*Available data:*
[start]

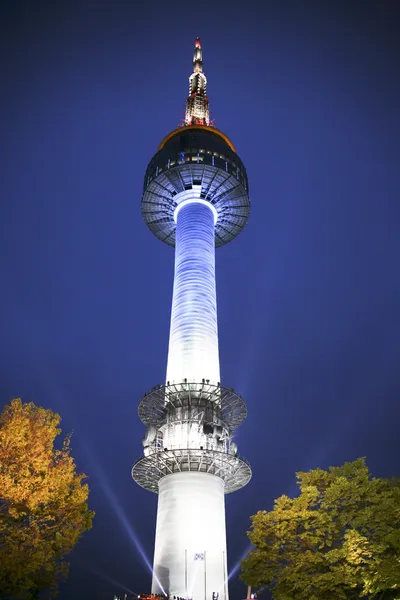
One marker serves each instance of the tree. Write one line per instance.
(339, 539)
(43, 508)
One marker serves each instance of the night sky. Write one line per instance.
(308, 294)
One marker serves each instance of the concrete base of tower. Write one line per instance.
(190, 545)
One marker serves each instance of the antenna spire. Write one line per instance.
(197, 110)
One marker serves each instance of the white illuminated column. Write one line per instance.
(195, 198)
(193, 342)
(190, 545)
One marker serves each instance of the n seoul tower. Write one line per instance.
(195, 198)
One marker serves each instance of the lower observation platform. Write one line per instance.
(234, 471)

[end]
[start]

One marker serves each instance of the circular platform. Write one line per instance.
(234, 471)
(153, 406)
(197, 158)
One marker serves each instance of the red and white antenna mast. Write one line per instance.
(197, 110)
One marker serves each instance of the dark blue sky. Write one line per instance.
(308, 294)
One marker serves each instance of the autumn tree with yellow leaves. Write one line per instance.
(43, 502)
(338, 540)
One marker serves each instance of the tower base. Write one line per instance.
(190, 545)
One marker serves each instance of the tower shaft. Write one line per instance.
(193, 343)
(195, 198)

[end]
[start]

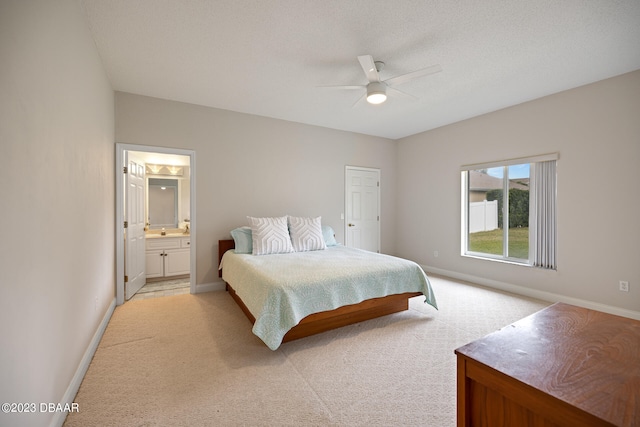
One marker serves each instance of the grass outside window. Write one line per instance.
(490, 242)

[end]

*Instruction:* Please gather every line in the records that contains the word "tower" and copy each of those lines out.

*Solution for this task:*
One marker serves each instance of the concrete base of tower. Write one line per instance.
One marker serves each instance of the n seoul tower. Write one line per instance.
One marker serves each instance of the tower base. Write one line per instance.
One marker serves each instance of the tower shaft. Write one line per instance.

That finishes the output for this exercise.